— Requirement 1 —
Answer these questions about the passage on tech energy use:
(a) According to the International Energy Agency, about what share of the world's electricity do networks use?
(b) Roughly how many terawatt-hours a year does the 2018 study say the server buildings consume?
(c) Which companies operate the hyperscale centers named in the passage?
— Requirement 2 —
In the passage on tech energy use, what does the section read like with "a streaming service" substituted for "Netflix"? Begin at the words "The infrastructure behind" and stop after "Australia’s annual consumption.".

— Passage for review —
Technology firms are due a green shake-up. Data centres and networks each use around 1% of the world’s electricity, according to the International Energy Agency – more, for now, than electric vehicles. That could hit double-digits by 2030, making related emissions a problem.

The infrastructure behind video conferencing and binge-watching “The Crown” on Netflix comprises mainly two parts: buildings that house tens of thousands of servers and the networks that connect servers to smartphones, PCs and other devices. Both require huge amounts of electricity. Data centres use roughly 200 terawatt-hours a year, according to a 2018 study led by Eric Masanet, an engineer at Northwestern University in the United States. That’s in the same ballpark as Australia’s annual consumption.

The good news is that figure has barely increased over the past decade. Even as data volumes have multiplied, networks and server farms, particularly so-called hyperscale centres operated by Amazon.com, Microsoft, and Alphabet-owned Google, have become extremely energy efficient.

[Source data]
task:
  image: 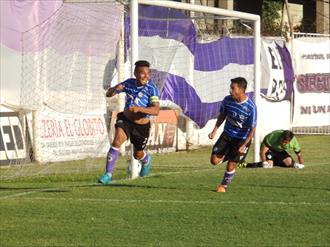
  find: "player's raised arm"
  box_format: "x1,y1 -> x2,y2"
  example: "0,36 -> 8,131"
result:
105,83 -> 125,97
208,113 -> 226,139
129,102 -> 160,116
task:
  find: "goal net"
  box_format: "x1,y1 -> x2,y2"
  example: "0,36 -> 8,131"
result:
1,0 -> 258,178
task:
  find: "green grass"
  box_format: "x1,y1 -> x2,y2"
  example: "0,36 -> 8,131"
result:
0,136 -> 330,247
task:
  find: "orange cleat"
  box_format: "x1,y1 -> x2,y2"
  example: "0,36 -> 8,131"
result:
215,184 -> 226,192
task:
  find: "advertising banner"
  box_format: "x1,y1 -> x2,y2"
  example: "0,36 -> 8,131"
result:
29,107 -> 109,163
0,109 -> 28,165
293,38 -> 330,127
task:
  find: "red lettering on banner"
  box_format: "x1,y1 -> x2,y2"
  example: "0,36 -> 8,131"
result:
64,119 -> 74,136
41,119 -> 65,138
300,105 -> 330,115
297,73 -> 330,93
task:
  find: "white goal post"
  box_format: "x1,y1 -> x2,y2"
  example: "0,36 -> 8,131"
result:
130,0 -> 261,178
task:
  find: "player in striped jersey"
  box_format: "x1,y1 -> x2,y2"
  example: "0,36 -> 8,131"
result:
209,77 -> 257,192
98,60 -> 160,184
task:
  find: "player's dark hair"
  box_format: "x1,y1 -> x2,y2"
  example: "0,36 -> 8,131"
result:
230,77 -> 247,92
282,130 -> 294,141
134,60 -> 150,69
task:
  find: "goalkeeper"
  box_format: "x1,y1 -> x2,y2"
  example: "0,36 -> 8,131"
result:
98,60 -> 160,185
242,130 -> 304,168
209,77 -> 257,192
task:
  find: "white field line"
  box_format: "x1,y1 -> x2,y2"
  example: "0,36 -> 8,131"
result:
2,197 -> 330,206
0,167 -> 214,200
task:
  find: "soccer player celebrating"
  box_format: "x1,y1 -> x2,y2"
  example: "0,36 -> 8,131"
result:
245,130 -> 304,169
98,60 -> 160,185
209,77 -> 257,192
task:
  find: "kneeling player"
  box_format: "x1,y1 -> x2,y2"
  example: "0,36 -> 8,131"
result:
245,130 -> 304,168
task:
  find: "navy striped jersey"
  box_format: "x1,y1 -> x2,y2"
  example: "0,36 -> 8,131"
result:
220,95 -> 257,139
117,78 -> 159,117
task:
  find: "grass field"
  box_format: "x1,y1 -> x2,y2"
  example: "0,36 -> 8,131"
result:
0,136 -> 330,247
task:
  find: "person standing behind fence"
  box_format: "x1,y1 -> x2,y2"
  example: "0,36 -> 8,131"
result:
208,77 -> 257,192
98,60 -> 160,185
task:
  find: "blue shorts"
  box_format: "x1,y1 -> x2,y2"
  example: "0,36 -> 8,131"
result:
212,132 -> 251,163
115,112 -> 150,151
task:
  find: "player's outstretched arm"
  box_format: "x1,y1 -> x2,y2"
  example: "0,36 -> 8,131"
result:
260,143 -> 269,162
208,113 -> 226,139
238,126 -> 256,154
105,83 -> 125,97
129,102 -> 160,116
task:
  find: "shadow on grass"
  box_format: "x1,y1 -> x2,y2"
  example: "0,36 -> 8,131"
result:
245,184 -> 330,191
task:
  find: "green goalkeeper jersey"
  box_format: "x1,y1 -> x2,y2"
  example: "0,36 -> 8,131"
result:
262,130 -> 301,153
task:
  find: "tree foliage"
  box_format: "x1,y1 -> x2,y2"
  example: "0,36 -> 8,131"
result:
261,0 -> 282,35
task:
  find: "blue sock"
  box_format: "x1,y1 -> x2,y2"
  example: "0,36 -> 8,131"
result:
140,152 -> 149,165
105,147 -> 119,174
221,170 -> 235,187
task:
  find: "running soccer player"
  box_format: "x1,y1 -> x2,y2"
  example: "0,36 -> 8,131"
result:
208,77 -> 257,192
243,130 -> 304,169
98,60 -> 160,185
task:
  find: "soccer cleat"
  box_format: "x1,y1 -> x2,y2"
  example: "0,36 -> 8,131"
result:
237,161 -> 247,168
97,172 -> 112,185
139,154 -> 152,177
215,184 -> 226,193
293,163 -> 305,169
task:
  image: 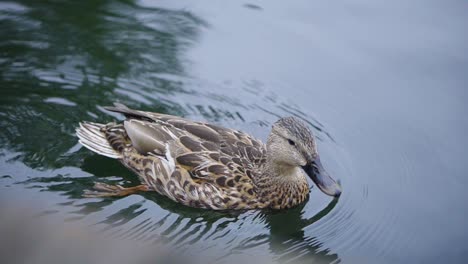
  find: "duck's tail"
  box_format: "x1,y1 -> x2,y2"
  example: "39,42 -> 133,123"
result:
76,122 -> 122,159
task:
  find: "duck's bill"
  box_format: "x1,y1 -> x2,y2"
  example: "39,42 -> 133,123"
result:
303,157 -> 341,197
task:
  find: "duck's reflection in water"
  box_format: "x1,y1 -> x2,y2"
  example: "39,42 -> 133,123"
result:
264,199 -> 339,263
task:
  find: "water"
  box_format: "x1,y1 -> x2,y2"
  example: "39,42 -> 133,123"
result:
0,0 -> 468,263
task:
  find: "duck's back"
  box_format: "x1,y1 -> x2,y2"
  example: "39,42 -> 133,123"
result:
85,104 -> 265,209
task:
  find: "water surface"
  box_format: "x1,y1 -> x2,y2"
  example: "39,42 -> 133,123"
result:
0,0 -> 468,263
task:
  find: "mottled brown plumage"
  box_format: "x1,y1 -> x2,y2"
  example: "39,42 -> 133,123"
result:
77,104 -> 341,210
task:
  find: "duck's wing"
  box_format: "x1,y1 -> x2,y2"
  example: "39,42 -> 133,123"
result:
106,104 -> 266,167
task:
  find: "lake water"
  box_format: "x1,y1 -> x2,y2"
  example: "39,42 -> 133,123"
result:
0,0 -> 468,263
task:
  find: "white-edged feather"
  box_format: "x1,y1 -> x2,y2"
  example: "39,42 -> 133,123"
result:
76,122 -> 122,159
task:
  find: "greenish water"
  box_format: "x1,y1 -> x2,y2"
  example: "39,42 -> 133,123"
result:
0,0 -> 468,263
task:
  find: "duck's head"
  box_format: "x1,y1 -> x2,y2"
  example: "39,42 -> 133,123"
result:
267,117 -> 341,197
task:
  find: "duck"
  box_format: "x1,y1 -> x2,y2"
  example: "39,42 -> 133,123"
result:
76,103 -> 342,210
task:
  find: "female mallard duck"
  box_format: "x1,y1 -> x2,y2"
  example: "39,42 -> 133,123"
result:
76,104 -> 341,210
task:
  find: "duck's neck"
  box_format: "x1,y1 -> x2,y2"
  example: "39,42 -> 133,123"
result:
256,158 -> 309,209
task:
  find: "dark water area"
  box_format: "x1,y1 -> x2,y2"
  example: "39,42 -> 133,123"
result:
0,0 -> 468,263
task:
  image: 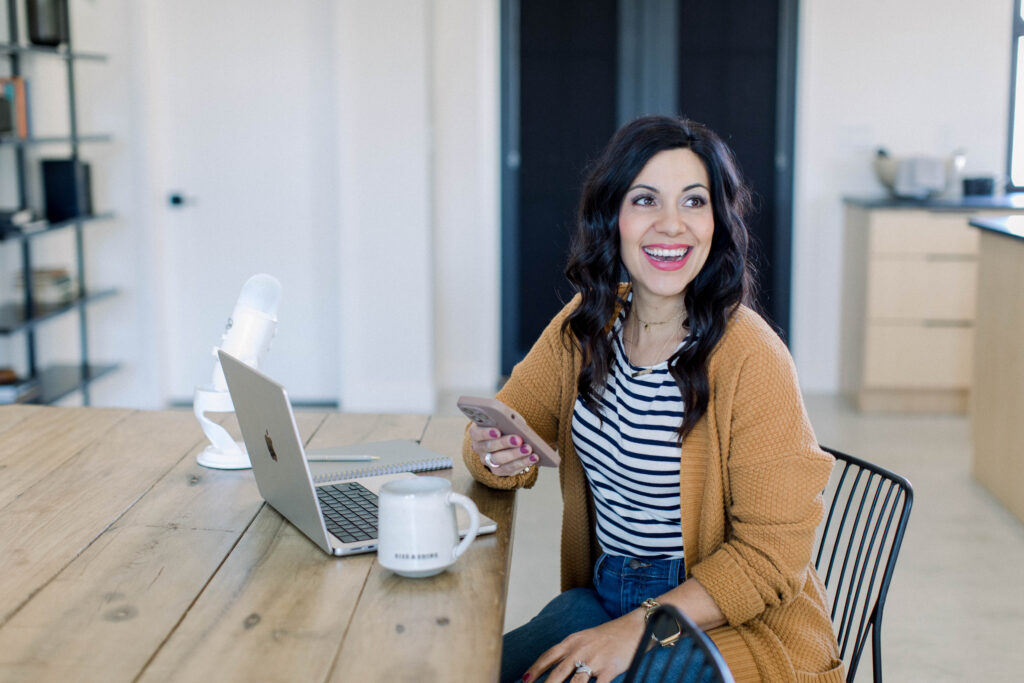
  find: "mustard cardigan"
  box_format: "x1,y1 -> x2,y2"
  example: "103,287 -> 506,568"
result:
463,296 -> 844,683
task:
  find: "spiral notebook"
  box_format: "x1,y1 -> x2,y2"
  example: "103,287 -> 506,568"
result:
306,439 -> 452,483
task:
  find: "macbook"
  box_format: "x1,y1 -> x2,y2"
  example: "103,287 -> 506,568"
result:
218,351 -> 498,555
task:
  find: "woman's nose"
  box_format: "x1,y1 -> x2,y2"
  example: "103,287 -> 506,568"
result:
655,208 -> 686,236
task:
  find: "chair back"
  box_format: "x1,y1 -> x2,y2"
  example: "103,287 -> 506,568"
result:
814,446 -> 913,682
625,605 -> 733,683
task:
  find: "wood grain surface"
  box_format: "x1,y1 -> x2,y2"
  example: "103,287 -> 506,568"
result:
0,405 -> 514,681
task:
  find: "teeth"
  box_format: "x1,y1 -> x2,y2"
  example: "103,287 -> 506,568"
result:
643,247 -> 690,259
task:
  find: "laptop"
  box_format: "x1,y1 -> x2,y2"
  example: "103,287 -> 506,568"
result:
217,350 -> 498,555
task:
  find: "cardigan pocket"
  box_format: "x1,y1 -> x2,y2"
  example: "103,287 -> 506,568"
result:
796,659 -> 846,683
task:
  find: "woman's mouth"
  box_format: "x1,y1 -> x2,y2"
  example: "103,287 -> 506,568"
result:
643,246 -> 693,270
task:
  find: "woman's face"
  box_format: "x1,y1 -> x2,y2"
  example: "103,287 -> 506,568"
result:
618,148 -> 715,303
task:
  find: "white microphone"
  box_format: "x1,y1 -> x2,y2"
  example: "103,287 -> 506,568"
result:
193,273 -> 281,470
213,273 -> 281,391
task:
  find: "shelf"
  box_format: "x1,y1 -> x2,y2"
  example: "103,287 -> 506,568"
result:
0,134 -> 114,147
30,365 -> 119,403
0,289 -> 118,335
0,43 -> 106,61
0,216 -> 114,242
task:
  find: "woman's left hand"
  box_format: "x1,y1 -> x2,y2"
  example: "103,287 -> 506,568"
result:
523,609 -> 644,683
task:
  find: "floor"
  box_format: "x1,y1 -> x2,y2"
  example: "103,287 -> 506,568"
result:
495,396 -> 1024,682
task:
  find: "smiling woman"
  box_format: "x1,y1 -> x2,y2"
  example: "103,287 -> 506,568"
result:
463,117 -> 843,683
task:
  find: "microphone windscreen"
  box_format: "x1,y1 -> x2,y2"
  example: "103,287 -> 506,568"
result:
237,272 -> 281,318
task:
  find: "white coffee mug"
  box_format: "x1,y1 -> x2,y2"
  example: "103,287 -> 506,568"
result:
377,476 -> 480,578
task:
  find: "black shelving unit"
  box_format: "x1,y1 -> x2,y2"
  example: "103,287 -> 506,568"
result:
0,0 -> 118,405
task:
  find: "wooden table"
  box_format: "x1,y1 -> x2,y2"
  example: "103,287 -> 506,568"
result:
0,405 -> 515,681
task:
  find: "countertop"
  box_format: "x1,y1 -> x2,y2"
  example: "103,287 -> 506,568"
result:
843,193 -> 1024,211
968,216 -> 1024,245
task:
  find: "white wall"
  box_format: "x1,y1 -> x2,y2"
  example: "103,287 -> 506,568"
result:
792,0 -> 1014,392
18,0 -> 1013,410
335,0 -> 499,411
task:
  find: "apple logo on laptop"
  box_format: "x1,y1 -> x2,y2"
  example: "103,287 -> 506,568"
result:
263,429 -> 278,462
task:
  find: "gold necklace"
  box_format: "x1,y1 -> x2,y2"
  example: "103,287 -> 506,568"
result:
633,308 -> 686,332
630,315 -> 682,379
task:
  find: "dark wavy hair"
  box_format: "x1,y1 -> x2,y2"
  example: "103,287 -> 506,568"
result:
562,116 -> 755,442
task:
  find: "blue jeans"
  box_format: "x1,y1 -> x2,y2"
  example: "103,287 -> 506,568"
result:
501,555 -> 703,683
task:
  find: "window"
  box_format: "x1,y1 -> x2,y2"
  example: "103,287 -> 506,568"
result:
1008,0 -> 1024,190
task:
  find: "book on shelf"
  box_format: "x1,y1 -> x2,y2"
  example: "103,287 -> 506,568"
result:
0,76 -> 30,139
0,368 -> 41,404
306,439 -> 452,483
0,90 -> 14,136
14,268 -> 78,306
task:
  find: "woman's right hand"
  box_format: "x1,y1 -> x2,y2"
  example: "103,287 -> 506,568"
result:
469,425 -> 539,477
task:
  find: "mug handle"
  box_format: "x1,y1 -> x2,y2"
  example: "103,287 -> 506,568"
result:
449,493 -> 480,562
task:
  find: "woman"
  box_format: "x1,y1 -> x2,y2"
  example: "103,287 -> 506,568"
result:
463,117 -> 843,683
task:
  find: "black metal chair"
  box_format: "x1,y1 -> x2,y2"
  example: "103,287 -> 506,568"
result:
814,446 -> 913,683
625,605 -> 733,683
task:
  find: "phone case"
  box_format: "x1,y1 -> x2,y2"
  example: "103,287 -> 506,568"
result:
456,396 -> 559,467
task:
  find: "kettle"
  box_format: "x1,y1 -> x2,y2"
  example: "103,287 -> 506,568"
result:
874,148 -> 967,200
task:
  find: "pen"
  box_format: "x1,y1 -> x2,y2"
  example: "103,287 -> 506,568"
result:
306,456 -> 380,463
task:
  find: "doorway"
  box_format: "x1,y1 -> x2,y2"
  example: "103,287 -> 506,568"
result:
501,0 -> 798,375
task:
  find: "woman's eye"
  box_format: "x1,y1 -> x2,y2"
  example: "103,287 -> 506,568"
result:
683,197 -> 708,209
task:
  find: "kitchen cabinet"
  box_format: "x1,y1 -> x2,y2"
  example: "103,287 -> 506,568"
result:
841,197 -> 1024,413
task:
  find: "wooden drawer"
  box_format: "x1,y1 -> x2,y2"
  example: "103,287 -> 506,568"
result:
867,256 -> 978,322
868,210 -> 978,254
863,324 -> 974,389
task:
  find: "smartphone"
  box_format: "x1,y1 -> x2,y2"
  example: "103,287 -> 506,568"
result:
456,396 -> 559,467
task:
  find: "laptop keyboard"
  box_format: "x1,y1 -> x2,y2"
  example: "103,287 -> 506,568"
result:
316,481 -> 377,543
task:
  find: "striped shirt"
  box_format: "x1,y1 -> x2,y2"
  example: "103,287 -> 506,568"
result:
572,315 -> 686,558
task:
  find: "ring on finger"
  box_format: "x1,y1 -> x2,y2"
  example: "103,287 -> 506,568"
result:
575,659 -> 594,676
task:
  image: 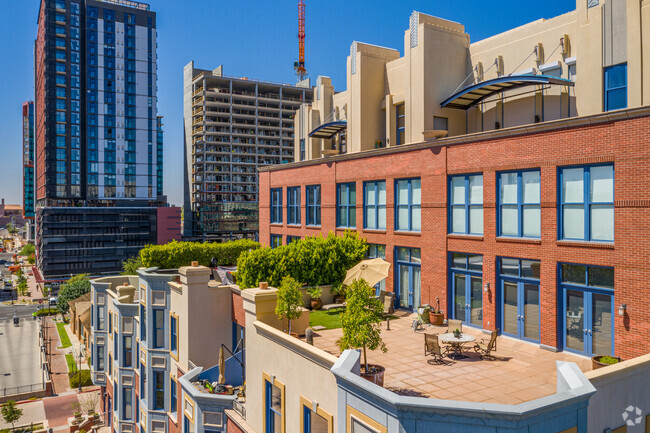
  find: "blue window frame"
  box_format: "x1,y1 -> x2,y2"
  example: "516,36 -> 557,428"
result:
140,304 -> 147,342
169,315 -> 178,354
497,169 -> 541,238
287,186 -> 301,225
395,103 -> 406,146
264,380 -> 282,433
604,63 -> 627,111
271,235 -> 282,248
153,308 -> 165,349
558,164 -> 614,242
448,174 -> 483,235
271,188 -> 282,224
395,178 -> 421,232
153,371 -> 165,409
558,263 -> 615,356
448,253 -> 483,327
497,257 -> 541,342
305,185 -> 320,226
336,182 -> 357,228
363,180 -> 386,230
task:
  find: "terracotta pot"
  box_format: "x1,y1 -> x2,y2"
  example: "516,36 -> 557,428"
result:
361,364 -> 386,387
591,355 -> 622,370
429,313 -> 445,326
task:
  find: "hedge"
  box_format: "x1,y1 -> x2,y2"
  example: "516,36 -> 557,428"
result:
237,231 -> 368,289
140,239 -> 260,269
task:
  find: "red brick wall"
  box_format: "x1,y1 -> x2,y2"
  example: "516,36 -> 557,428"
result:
259,117 -> 650,358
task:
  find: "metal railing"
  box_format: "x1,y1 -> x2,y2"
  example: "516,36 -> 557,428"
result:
0,382 -> 45,397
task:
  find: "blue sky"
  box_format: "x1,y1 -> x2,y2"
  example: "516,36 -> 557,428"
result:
0,0 -> 575,205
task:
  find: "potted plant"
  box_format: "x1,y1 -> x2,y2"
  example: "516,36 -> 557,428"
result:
275,277 -> 302,334
331,284 -> 345,304
338,280 -> 388,386
591,355 -> 621,370
429,298 -> 445,326
307,286 -> 323,310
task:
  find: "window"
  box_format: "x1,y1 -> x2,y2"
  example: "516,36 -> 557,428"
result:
122,388 -> 133,420
395,103 -> 406,146
153,308 -> 165,349
140,304 -> 147,342
287,186 -> 301,225
123,336 -> 133,367
271,235 -> 282,248
336,182 -> 357,228
449,174 -> 483,235
498,170 -> 541,238
169,377 -> 178,414
271,188 -> 282,224
559,165 -> 614,241
169,315 -> 178,355
306,185 -> 320,226
604,63 -> 627,111
363,180 -> 386,230
264,380 -> 284,433
153,371 -> 165,409
395,178 -> 421,232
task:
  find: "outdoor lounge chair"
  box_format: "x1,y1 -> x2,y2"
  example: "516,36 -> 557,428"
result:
474,329 -> 499,359
424,333 -> 446,364
447,319 -> 463,332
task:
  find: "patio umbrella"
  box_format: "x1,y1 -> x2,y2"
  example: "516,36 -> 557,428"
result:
219,346 -> 226,385
343,258 -> 390,286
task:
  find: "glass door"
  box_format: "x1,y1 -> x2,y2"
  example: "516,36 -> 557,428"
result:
501,279 -> 540,342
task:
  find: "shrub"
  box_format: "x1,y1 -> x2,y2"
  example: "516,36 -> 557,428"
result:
237,231 -> 368,288
68,370 -> 93,388
140,239 -> 260,269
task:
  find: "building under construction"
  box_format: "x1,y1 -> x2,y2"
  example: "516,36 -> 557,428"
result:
183,62 -> 313,242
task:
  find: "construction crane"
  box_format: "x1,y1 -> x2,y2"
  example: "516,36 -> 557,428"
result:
293,0 -> 307,81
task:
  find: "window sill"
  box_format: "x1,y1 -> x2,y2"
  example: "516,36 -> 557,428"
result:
557,240 -> 614,250
394,230 -> 422,236
497,236 -> 542,245
363,229 -> 386,235
447,233 -> 483,241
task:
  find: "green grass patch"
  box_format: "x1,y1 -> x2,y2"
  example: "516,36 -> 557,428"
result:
56,323 -> 72,349
309,309 -> 344,329
65,353 -> 77,372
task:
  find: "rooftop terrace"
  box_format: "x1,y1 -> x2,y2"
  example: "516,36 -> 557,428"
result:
314,312 -> 591,404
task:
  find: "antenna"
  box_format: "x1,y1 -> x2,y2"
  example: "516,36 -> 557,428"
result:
293,0 -> 307,81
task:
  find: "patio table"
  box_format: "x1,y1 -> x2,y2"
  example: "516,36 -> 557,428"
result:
438,332 -> 476,359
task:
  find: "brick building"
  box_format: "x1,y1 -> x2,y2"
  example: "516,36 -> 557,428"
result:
260,108 -> 650,358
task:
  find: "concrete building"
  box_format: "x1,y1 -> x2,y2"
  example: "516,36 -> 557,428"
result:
35,0 -> 177,278
183,62 -> 313,241
23,101 -> 34,241
294,0 -> 650,161
91,266 -> 650,433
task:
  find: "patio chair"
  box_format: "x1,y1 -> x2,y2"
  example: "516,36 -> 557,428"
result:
424,334 -> 447,364
474,329 -> 499,359
447,319 -> 463,332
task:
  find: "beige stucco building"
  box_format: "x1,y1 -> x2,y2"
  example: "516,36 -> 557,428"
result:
294,0 -> 650,161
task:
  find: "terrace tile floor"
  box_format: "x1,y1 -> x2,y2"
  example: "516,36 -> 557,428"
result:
314,312 -> 591,404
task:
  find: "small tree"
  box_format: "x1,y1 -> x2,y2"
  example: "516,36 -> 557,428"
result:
275,277 -> 302,334
56,274 -> 90,314
338,280 -> 388,372
2,400 -> 23,430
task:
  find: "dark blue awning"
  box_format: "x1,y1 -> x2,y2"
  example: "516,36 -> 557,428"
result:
440,75 -> 575,110
309,120 -> 348,138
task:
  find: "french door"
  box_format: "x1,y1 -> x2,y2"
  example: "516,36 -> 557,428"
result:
563,287 -> 614,356
451,272 -> 483,328
500,279 -> 540,342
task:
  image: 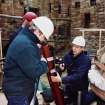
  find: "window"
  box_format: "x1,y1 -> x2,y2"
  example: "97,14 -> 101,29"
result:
84,13 -> 90,28
75,2 -> 80,8
90,0 -> 96,6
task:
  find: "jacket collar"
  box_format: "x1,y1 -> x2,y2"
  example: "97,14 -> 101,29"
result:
22,26 -> 39,44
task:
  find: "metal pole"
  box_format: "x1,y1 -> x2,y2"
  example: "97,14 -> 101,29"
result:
0,29 -> 3,69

— Answer box 1 —
(a) Around 1%
(b) Roughly 200 terawatt-hours
(c) Amazon.com, Microsoft, and Alphabet-owned Google

— Answer box 2 —
The infrastructure behind video conferencing and binge-watching “The Crown” on a streaming service comprises mainly two parts: buildings that house tens of thousands of servers and the networks that connect servers to smartphones, PCs and other devices. Both require huge amounts of electricity. Data centres use roughly 200 terawatt-hours a year, according to a 2018 study led by Eric Masanet, an engineer at Northwestern University in the United States. That’s in the same ballpark as Australia’s annual consumption.